--- Begin RECORD EXCERPTS ---

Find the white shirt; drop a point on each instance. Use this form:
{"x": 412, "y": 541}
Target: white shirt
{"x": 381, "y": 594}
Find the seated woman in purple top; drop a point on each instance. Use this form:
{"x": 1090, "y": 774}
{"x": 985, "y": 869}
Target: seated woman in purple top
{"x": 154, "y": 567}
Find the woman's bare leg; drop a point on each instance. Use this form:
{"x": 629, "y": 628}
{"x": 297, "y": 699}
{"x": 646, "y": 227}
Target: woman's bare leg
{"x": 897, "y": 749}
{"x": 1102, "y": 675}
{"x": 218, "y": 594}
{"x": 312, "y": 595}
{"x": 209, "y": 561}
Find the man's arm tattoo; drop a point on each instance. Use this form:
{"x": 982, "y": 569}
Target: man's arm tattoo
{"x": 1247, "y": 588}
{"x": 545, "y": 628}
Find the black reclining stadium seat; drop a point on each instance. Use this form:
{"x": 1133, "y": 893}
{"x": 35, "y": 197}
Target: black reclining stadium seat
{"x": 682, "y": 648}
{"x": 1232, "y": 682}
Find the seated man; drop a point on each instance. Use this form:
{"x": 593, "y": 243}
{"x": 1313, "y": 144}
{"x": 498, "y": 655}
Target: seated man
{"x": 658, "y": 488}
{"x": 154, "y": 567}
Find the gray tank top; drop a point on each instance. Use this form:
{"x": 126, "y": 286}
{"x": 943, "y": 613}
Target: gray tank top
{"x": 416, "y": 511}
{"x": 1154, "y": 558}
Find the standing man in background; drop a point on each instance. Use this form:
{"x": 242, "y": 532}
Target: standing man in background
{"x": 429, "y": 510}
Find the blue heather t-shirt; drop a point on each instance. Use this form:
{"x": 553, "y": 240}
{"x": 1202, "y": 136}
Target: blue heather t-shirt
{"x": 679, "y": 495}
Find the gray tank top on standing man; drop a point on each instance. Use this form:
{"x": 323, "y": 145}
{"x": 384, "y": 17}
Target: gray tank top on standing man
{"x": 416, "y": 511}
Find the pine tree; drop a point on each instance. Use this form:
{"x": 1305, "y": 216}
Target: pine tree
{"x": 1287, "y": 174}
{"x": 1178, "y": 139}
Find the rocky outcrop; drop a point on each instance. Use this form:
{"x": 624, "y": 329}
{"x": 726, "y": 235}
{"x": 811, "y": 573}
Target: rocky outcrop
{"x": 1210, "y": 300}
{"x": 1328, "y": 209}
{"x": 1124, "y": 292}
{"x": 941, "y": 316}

--- End RECORD EXCERPTS ---

Can you rewrite the data above as a numbered list, from the line containing "Find the blue" through the end of the data, with both ends included and blank lines left out?

RESPONSE BELOW -
1. Find the blue heather t-shirt; drop a point on each instance. Use this form:
2. {"x": 553, "y": 240}
3. {"x": 1202, "y": 136}
4. Target: blue heather t-shirt
5. {"x": 679, "y": 495}
6. Find the gray tank top on standing man; drop a point on each instance. Use this form:
7. {"x": 323, "y": 145}
8. {"x": 384, "y": 17}
9. Target: gray tank top on standing man
10. {"x": 416, "y": 511}
11. Find the pine tree; drop a point on each instance. Use this form:
12. {"x": 1305, "y": 216}
13. Target: pine tree
14. {"x": 1287, "y": 174}
15. {"x": 1178, "y": 139}
16. Find the rocky outcrop; drop a point on each instance. Use this form:
17. {"x": 624, "y": 329}
18. {"x": 726, "y": 235}
19. {"x": 811, "y": 573}
20. Target: rocky outcrop
21. {"x": 1210, "y": 300}
22. {"x": 1328, "y": 209}
23. {"x": 1124, "y": 292}
24. {"x": 941, "y": 316}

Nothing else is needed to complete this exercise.